# Raw records
>>>>

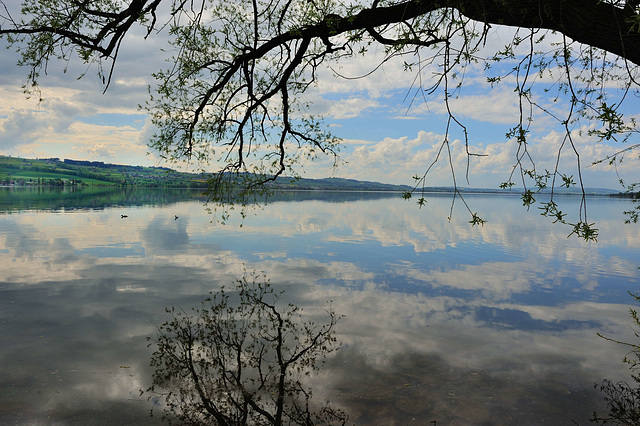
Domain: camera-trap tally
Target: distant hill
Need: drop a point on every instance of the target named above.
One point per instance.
(56, 172)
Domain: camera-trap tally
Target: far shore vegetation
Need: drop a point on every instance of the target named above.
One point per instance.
(15, 171)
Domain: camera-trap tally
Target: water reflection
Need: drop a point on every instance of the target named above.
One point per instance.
(443, 321)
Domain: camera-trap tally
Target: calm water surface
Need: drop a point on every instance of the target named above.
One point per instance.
(442, 321)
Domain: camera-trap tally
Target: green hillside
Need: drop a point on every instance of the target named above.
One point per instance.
(56, 172)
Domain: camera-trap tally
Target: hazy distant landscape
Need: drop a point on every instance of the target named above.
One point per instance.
(56, 172)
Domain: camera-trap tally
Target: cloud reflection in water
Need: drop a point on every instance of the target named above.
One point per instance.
(442, 322)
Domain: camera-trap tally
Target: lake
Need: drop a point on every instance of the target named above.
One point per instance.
(441, 322)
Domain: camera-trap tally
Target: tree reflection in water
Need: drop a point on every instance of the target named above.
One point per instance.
(623, 399)
(242, 362)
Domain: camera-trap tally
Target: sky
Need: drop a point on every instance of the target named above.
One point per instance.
(389, 131)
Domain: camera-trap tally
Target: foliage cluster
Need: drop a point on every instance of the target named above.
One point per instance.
(623, 399)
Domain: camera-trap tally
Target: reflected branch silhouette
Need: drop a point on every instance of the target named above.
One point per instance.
(623, 399)
(239, 362)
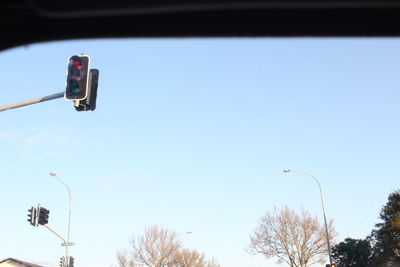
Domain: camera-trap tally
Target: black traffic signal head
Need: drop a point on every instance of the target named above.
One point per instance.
(43, 216)
(90, 102)
(32, 216)
(62, 261)
(77, 78)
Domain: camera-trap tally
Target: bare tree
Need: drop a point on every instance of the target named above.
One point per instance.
(298, 240)
(161, 248)
(156, 248)
(189, 258)
(192, 258)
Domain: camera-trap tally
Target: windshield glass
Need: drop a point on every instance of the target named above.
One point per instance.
(192, 135)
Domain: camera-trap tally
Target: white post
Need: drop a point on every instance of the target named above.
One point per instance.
(69, 215)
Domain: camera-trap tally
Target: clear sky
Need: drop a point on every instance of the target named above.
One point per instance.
(192, 135)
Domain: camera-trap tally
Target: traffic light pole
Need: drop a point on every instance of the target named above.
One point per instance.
(66, 247)
(32, 101)
(69, 215)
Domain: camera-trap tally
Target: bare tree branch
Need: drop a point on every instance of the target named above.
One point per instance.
(297, 240)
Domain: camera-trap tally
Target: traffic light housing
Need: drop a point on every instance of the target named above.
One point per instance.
(43, 217)
(89, 103)
(77, 77)
(32, 216)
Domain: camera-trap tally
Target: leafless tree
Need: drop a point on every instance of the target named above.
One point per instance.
(192, 258)
(156, 248)
(298, 240)
(161, 248)
(189, 258)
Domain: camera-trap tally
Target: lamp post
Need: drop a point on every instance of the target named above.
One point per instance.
(69, 214)
(323, 210)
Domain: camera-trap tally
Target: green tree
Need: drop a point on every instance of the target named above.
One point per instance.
(386, 235)
(352, 253)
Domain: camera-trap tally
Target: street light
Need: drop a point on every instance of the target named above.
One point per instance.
(69, 214)
(323, 210)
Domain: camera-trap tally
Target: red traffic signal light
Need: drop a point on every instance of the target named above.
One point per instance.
(32, 216)
(43, 217)
(77, 78)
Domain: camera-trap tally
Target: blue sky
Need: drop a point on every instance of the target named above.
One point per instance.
(192, 135)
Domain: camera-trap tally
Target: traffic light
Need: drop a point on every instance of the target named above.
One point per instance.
(43, 215)
(89, 103)
(32, 216)
(77, 78)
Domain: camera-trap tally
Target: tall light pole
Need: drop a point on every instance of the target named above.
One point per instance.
(323, 210)
(69, 214)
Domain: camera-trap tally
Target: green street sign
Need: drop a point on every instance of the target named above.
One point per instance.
(69, 244)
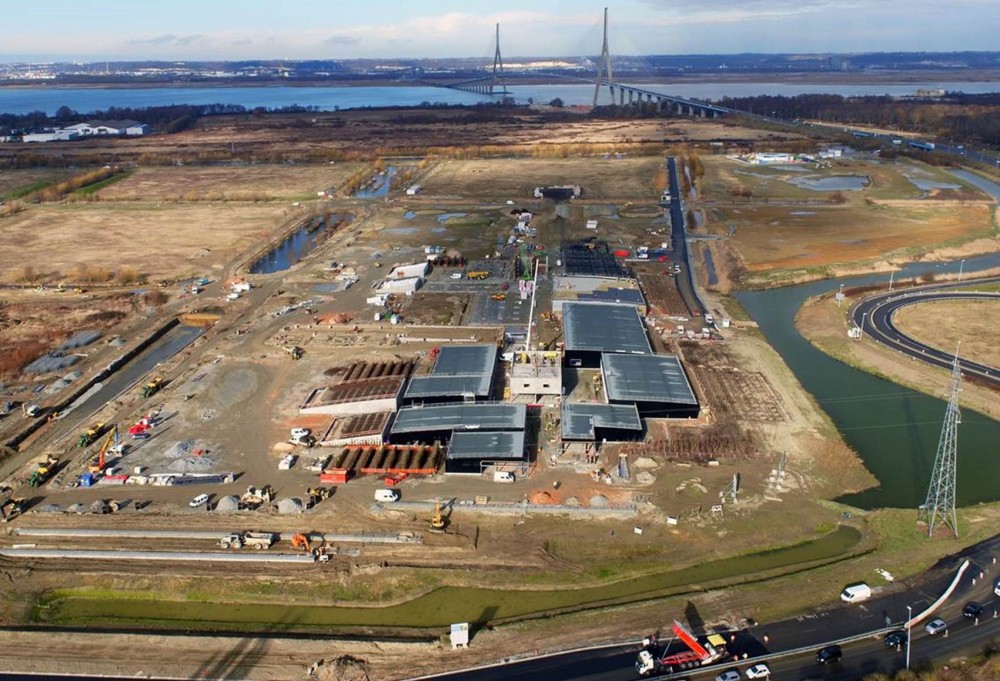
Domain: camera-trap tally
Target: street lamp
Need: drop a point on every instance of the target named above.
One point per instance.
(909, 630)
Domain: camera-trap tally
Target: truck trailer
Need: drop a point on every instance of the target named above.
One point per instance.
(699, 653)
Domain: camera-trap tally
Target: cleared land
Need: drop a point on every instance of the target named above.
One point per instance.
(770, 237)
(517, 178)
(160, 241)
(213, 183)
(943, 324)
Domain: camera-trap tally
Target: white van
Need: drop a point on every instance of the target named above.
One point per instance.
(856, 593)
(387, 496)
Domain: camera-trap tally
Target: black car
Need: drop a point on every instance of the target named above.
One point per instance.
(895, 639)
(829, 654)
(972, 610)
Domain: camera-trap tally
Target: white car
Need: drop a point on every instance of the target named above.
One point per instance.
(936, 626)
(199, 500)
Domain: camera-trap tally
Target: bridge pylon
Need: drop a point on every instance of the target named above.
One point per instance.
(604, 65)
(498, 78)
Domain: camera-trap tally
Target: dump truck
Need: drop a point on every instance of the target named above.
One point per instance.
(252, 540)
(152, 387)
(42, 472)
(669, 660)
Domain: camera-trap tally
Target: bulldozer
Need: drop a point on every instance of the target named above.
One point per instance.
(255, 497)
(438, 521)
(43, 472)
(152, 387)
(90, 435)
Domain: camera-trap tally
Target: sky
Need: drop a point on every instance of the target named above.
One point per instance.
(98, 30)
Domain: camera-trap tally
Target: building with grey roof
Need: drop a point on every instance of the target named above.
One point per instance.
(655, 384)
(461, 373)
(470, 451)
(594, 422)
(437, 422)
(593, 329)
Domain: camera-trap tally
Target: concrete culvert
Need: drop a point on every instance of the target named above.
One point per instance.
(228, 504)
(290, 506)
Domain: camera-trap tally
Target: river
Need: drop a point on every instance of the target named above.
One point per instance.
(19, 100)
(894, 429)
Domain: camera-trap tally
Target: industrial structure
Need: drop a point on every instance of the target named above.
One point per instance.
(939, 508)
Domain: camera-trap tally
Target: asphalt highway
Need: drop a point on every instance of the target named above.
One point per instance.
(873, 316)
(810, 632)
(685, 281)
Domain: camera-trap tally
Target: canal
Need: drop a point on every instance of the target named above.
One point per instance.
(895, 430)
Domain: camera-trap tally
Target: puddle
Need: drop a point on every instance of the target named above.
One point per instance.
(842, 183)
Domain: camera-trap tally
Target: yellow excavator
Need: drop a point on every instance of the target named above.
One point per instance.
(438, 521)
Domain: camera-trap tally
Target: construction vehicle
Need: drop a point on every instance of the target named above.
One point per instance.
(252, 540)
(42, 472)
(97, 465)
(255, 497)
(152, 387)
(699, 653)
(301, 541)
(10, 506)
(438, 521)
(90, 435)
(318, 494)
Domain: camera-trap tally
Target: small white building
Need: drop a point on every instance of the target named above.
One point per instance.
(406, 271)
(59, 135)
(405, 285)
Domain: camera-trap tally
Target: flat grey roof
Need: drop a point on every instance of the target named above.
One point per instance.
(604, 327)
(459, 369)
(580, 419)
(646, 378)
(460, 417)
(486, 445)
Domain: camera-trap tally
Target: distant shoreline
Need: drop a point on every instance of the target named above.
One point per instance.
(811, 77)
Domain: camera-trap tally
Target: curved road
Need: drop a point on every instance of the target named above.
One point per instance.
(797, 639)
(874, 317)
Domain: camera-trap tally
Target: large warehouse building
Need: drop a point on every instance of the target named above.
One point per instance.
(655, 384)
(477, 435)
(591, 330)
(462, 373)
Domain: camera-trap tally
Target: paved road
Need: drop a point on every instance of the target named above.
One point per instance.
(812, 631)
(685, 281)
(874, 316)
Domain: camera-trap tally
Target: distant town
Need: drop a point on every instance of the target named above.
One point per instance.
(410, 70)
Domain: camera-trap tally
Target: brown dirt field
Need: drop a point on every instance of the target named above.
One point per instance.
(943, 324)
(212, 183)
(517, 178)
(161, 242)
(12, 180)
(775, 237)
(824, 325)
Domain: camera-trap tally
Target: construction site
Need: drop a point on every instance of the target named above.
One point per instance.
(393, 412)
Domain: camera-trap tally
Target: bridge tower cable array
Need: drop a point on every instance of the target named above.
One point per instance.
(604, 65)
(498, 78)
(939, 508)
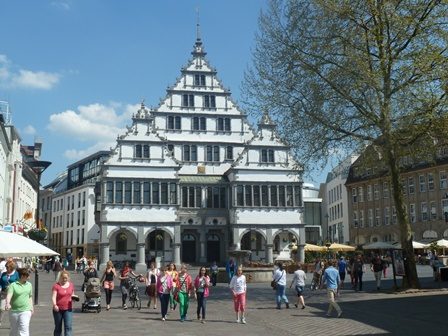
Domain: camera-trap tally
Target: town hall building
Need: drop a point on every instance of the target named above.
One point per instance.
(191, 180)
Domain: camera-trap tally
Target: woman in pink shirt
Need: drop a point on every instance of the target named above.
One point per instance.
(201, 285)
(164, 286)
(63, 291)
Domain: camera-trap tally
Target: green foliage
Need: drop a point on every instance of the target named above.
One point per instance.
(339, 75)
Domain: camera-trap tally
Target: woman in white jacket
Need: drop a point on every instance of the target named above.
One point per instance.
(238, 287)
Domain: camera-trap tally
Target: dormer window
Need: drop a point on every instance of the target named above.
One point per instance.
(212, 153)
(141, 151)
(229, 153)
(190, 153)
(187, 100)
(199, 123)
(209, 101)
(173, 123)
(199, 80)
(267, 155)
(223, 124)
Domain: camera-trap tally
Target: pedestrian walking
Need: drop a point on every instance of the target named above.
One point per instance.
(124, 283)
(164, 287)
(19, 301)
(201, 286)
(184, 287)
(377, 267)
(279, 277)
(63, 292)
(342, 266)
(299, 284)
(358, 270)
(332, 280)
(214, 269)
(238, 287)
(173, 274)
(151, 283)
(107, 280)
(231, 266)
(9, 276)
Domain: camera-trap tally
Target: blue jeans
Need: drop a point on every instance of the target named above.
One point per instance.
(201, 304)
(67, 317)
(164, 301)
(281, 295)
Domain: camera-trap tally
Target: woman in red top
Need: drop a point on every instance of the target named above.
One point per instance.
(63, 290)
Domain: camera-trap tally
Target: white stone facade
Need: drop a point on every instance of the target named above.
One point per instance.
(190, 179)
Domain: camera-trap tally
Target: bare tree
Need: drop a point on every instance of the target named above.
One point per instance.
(340, 75)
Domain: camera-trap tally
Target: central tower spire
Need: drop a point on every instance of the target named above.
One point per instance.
(198, 50)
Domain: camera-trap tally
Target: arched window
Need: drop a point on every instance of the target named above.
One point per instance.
(121, 243)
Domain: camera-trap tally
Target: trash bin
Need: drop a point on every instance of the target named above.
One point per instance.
(443, 273)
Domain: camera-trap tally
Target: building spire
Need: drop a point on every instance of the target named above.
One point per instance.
(198, 26)
(198, 49)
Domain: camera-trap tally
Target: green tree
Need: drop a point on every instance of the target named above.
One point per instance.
(339, 75)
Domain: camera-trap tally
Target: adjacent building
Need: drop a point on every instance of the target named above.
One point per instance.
(372, 213)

<<<<

Keep only the lines of the rows above that contain the word "distant", and copy each of them.

# The solution
Target: distant hill
Target: hazy distant landscape
Target: distant shoreline
Target: distant town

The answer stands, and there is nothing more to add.